— Start Document text —
I recently used the cards with a Year 12 student, who was reflecting on her upbringing and her parents’ influence. She was worried about the person she would turn out to be, and what her future held in terms of education, employment, family, relationships, etc.

I put the Note to Self cards out and asked her to pick any that drew her eye. She picked out 10 cards which I was surprised at, and I wasn’t sure how successful the exercise would be given the number of cards. But it worked out really well. I asked her to pick one of those cards that stuck out the most. It just happened to be the same card I would’ve picked out for her, given her thoughts when she came in.

We went through the cards one by one and answered some of the questions—not all—and it helped generate her reflections. She left our appointment in a far more positive frame of mind, and with some clear goals to aim for after the exercise with Note to Self.’

Paul, Student Wellbeing Coordinator (Victoria)

 

‘I have used many of your card sets. But the one I select from most is Note to Self. I have used the cards in many ways, but these are my favourite two ways to use them:

1. I stick a different Note to Self card up in the staff toilets each week. The toilet, for a teacher, is sometimes the only place you get to sit for the whole day. The teachers really love having something to reflect on before going back into the craziness of the classrooms.
— End Document text —
— Start Data shown —
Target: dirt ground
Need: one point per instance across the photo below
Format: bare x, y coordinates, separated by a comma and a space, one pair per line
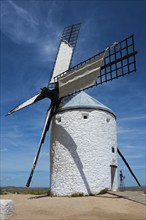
— End Data shown —
- Required task 1
In the Note to Self testimonials, list the areas of her future that the Year 12 student was worried about.
- Required task 2
Extend the Note to Self testimonials with the second of the teacher's two favorite ways to use the cards.

- Written answer 1
education, employment, family, relationships

- Written answer 2
2. The other way I use the Note to Self cards is to read them to myself and think about who might need a particular card. I pass it to the person to reflect on for a day or a week (however long they think they need it), then they pass it on to someone else. By the end of the term I have most of the set of cards out and about around the school. Sometimes they make it to parents and sometimes they become prompts for a class discussion.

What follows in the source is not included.